Page text:
Search
Negative-binomial

For modeling count data..

import numpy as np
import pandas as pd
from scipy.optimize import minimize
import os
from IPython.display import display, Image
import plotly.graph_objs as go
def compute_probabilities(alpha, r, t, num_bins):
    '''Compute the probability of a person landing in one of the discrete buckets'''
    p = [(alpha / (alpha + t))**r]
    for x in range(1, num_bins-1):
        p.append(t * (r + x - 1) / x / (alpha + t) * p[x-1])
        
    # add remaining probability to right censored cell
    p.append(1 - np.sum(p))

    return p

def log_likelihood(alpha, r, t, values, counts):
    '''Objective function that we need to maximize to get best alpha and r params'''
    if alpha <= 0 or r <= 0:
        return -99999
    probabilities = np.array(compute_probabilities(alpha, r, t, len(values)))
    
    return np.sum(np.log(probabilities) * np.array(counts))

def maximize(values, counts):
    '''Maximize log-likelihood by searching for best (alpha, r) combination'''
    func = lambda x: -log_likelihood(x[0], x[1], 1, values, counts)
    x0 = np.array([100., 100.])
    res = minimize(func, x0, method='Nelder-Mead', options={'xtol': 1e-8, 'disp': False})

    return res.x

def forecast(values, counts, t):
    '''Fits the nBD model to the data'''
    # Generate best alpha, r
    alpha, r = maximize(values, counts)
    
    # Calculate probabilities
    probabilities = compute_probabilities(alpha, r, t, len(values))
    
    # Scale expectations to population
    return probabilities * np.array([np.sum(counts)] * len(probabilities))


def fixed_forecast(values, counts, alpha, r, t):
    '''Forecasts with fixed alpha and r obtained from initial fit'''
    # Calculate probabilities
    probabilities = compute_probabilities(alpha, r, t, len(values))
    
    # Scale expectations to population
    return probabilities * np.array([np.sum(counts)] * len(probabilities))

Source data:
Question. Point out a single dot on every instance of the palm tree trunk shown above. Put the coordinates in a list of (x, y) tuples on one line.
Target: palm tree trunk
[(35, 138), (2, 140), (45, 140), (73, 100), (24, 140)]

Required task: Set down verbatim everything in the negative-binomial page from "return np.sum(np.log(probabilities) *" down to "r = maximize(values, counts)".

The answer:
return np.sum(np.log(probabilities) * np.array(counts))

def maximize(values, counts):
    '''Maximize log-likelihood by searching for best (alpha, r) combination'''
    func = lambda x: -log_likelihood(x[0], x[1], 1, values, counts)
    x0 = np.array([100., 100.])
    res = minimize(func, x0, method='Nelder-Mead', options={'xtol': 1e-8, 'disp': False})

    return res.x

def forecast(values, counts, t):
    '''Fits the nBD model to the data'''
    # Generate best alpha, r
    alpha, r = maximize(values, counts)